**PROMPT**: Wherever the word "disc" shows up in the data, report the line it sits in.

**DATA SHOWN**:
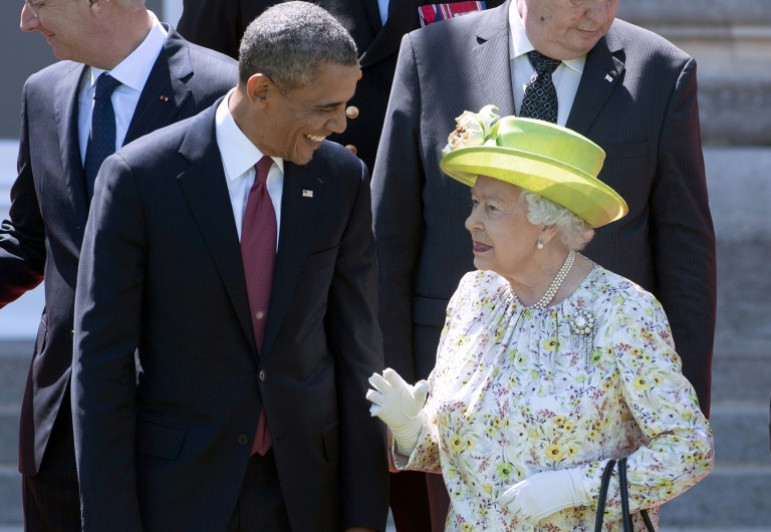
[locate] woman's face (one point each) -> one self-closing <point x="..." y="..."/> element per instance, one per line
<point x="503" y="238"/>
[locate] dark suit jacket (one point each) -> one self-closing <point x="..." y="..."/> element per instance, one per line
<point x="646" y="119"/>
<point x="162" y="273"/>
<point x="49" y="207"/>
<point x="219" y="24"/>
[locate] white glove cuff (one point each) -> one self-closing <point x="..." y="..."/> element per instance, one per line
<point x="406" y="436"/>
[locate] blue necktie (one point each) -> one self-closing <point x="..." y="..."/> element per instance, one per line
<point x="101" y="139"/>
<point x="540" y="99"/>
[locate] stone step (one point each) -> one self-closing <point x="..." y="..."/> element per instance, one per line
<point x="741" y="433"/>
<point x="729" y="498"/>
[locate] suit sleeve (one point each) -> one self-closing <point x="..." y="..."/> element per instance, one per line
<point x="357" y="346"/>
<point x="107" y="323"/>
<point x="22" y="235"/>
<point x="683" y="236"/>
<point x="398" y="215"/>
<point x="216" y="24"/>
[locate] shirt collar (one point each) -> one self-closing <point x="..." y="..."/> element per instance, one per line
<point x="238" y="153"/>
<point x="134" y="70"/>
<point x="519" y="44"/>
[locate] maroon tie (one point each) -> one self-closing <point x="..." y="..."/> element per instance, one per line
<point x="258" y="252"/>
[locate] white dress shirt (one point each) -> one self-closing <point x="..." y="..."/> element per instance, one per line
<point x="132" y="72"/>
<point x="239" y="156"/>
<point x="566" y="77"/>
<point x="382" y="6"/>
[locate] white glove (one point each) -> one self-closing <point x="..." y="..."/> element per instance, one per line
<point x="400" y="407"/>
<point x="546" y="493"/>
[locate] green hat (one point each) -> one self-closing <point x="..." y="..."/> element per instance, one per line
<point x="549" y="160"/>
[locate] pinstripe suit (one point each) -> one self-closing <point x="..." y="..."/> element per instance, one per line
<point x="645" y="116"/>
<point x="42" y="239"/>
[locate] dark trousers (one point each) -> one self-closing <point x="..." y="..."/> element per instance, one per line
<point x="260" y="506"/>
<point x="51" y="498"/>
<point x="419" y="501"/>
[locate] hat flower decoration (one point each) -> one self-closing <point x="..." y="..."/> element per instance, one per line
<point x="473" y="129"/>
<point x="548" y="159"/>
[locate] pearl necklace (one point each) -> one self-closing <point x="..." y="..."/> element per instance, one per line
<point x="557" y="282"/>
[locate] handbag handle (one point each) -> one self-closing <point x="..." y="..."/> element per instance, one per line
<point x="603" y="494"/>
<point x="625" y="514"/>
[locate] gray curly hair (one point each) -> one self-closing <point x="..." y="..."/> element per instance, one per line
<point x="572" y="230"/>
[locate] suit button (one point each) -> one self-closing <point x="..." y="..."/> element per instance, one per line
<point x="352" y="112"/>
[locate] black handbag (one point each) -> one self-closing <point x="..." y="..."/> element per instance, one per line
<point x="626" y="517"/>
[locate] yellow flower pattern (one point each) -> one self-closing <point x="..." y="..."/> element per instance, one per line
<point x="515" y="392"/>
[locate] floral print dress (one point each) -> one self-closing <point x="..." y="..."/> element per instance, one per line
<point x="516" y="391"/>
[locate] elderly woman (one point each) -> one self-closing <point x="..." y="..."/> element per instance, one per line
<point x="549" y="365"/>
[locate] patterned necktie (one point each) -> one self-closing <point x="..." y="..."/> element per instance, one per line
<point x="540" y="95"/>
<point x="101" y="138"/>
<point x="258" y="253"/>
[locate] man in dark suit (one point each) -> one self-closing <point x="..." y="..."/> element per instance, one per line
<point x="164" y="78"/>
<point x="235" y="415"/>
<point x="219" y="24"/>
<point x="625" y="88"/>
<point x="377" y="27"/>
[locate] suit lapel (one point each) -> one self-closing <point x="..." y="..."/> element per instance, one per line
<point x="602" y="73"/>
<point x="491" y="57"/>
<point x="165" y="92"/>
<point x="298" y="220"/>
<point x="66" y="104"/>
<point x="203" y="186"/>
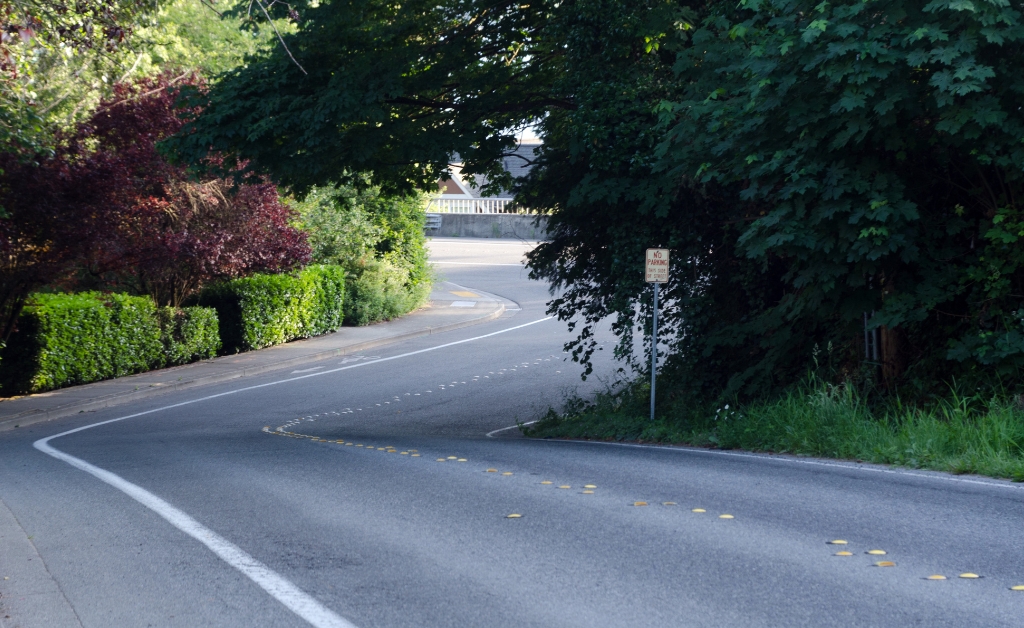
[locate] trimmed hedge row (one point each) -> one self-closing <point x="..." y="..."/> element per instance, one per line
<point x="67" y="339"/>
<point x="265" y="309"/>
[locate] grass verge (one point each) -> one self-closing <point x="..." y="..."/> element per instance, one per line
<point x="960" y="434"/>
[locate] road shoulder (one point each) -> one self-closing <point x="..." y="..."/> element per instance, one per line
<point x="27" y="588"/>
<point x="449" y="308"/>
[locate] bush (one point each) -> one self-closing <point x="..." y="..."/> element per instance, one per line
<point x="188" y="334"/>
<point x="329" y="295"/>
<point x="67" y="339"/>
<point x="266" y="309"/>
<point x="381" y="291"/>
<point x="378" y="240"/>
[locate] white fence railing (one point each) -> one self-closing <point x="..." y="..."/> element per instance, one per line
<point x="473" y="206"/>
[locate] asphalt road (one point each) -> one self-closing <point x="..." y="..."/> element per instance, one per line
<point x="197" y="510"/>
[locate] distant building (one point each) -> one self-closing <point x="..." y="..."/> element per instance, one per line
<point x="461" y="195"/>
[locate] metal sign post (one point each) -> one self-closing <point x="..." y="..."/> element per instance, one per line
<point x="655" y="271"/>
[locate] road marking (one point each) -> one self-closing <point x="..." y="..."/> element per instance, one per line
<point x="491" y="434"/>
<point x="276" y="586"/>
<point x="473" y="263"/>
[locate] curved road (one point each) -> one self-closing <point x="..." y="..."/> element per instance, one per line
<point x="371" y="494"/>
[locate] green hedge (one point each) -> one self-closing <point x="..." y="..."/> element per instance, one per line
<point x="267" y="309"/>
<point x="188" y="334"/>
<point x="68" y="339"/>
<point x="381" y="291"/>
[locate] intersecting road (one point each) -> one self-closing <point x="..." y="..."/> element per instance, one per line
<point x="378" y="492"/>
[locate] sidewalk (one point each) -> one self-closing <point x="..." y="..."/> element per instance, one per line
<point x="451" y="306"/>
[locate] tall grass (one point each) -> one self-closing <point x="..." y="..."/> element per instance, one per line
<point x="960" y="433"/>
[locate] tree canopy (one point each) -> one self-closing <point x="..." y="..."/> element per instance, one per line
<point x="828" y="174"/>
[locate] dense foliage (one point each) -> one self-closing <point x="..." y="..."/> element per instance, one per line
<point x="188" y="334"/>
<point x="175" y="234"/>
<point x="843" y="174"/>
<point x="385" y="88"/>
<point x="378" y="240"/>
<point x="108" y="210"/>
<point x="68" y="339"/>
<point x="266" y="309"/>
<point x="55" y="57"/>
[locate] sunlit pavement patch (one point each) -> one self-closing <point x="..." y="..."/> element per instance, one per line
<point x="283" y="431"/>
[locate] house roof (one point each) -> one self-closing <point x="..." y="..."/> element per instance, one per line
<point x="518" y="164"/>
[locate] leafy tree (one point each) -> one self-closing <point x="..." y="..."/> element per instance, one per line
<point x="877" y="151"/>
<point x="197" y="36"/>
<point x="392" y="89"/>
<point x="810" y="164"/>
<point x="53" y="56"/>
<point x="173" y="234"/>
<point x="378" y="239"/>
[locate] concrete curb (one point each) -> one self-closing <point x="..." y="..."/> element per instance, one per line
<point x="33" y="417"/>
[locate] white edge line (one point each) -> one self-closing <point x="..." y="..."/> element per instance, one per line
<point x="473" y="263"/>
<point x="275" y="585"/>
<point x="768" y="458"/>
<point x="491" y="434"/>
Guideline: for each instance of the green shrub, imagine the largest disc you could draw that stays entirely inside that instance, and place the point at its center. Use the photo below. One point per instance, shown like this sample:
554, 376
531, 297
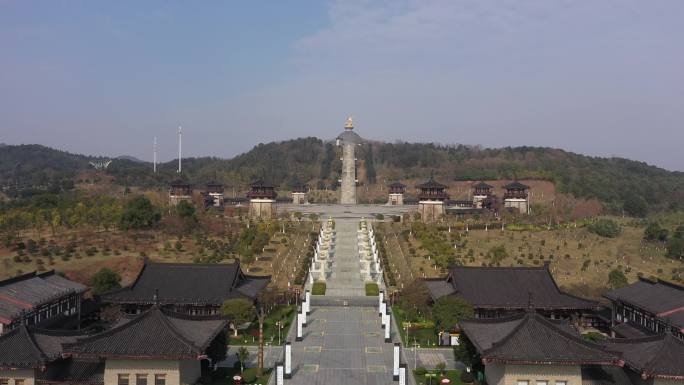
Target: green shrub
420, 371
607, 228
318, 288
372, 289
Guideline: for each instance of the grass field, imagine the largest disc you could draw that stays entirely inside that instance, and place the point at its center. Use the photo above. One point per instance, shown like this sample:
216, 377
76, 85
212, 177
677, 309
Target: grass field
79, 254
434, 377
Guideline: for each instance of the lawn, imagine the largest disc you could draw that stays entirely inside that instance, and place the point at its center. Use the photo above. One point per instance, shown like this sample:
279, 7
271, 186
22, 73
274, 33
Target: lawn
224, 376
318, 288
453, 375
419, 333
283, 314
372, 290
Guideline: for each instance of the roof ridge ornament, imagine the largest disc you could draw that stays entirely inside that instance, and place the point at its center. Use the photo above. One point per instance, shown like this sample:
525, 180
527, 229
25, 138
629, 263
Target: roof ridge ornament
530, 302
350, 124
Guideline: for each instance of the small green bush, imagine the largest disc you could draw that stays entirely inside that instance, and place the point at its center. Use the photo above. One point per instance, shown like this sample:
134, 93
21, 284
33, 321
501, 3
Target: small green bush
607, 228
318, 288
372, 289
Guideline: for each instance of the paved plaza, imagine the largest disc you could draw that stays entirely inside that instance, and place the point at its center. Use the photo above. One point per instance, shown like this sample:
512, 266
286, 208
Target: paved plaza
342, 345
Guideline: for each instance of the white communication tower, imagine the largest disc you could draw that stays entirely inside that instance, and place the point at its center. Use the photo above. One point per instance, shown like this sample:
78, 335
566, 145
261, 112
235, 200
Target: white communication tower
154, 160
180, 137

**RESPONSE TO THE EXERCISE**:
Guideline: for each instance of the green shrub, imagine the largest disc you could draw that stays entirely inside that instance, and place the point at its center. Use the photo below. One point per instance, shown like this sample:
Guideline: for each instance of the grass field, imagine the largest disc you could draw that stays entirely inside that instance, and place the point at its center. Use the photo above. One point per instance, shown like this sample:
Guideline: for each instance of the lawn, imagine the largest disc you could draw that stays entirely inside that instance, and place the point at its center. Use the photo above. One point per instance, shown like this sample:
Guideline: for each instance of the roof ridge ornament, imagine the largest disc you could draw that stays entirely inside that instance, and place the point at its center. Use the photo above. One point per instance, shown like this sample:
Guideline: for each instance of the small green bush, imagine the largest disc you could draw that stays entirely inside that instance, and place the point at its center. Use the photo above. One point per instance, shown like this sample:
Guideline: for each instance of the paved plaza, imagine the largest disc you could draw that stays entirely inside that instance, and place the point at its center. Use the photo above. One point per instance, shown like this sample:
Guideline: for each instance of the white communication tower, imagine the largest disc you could draw that stays entirely inside that instance, and place the point at its center. Use the photo above. One point per instance, shown like this sample:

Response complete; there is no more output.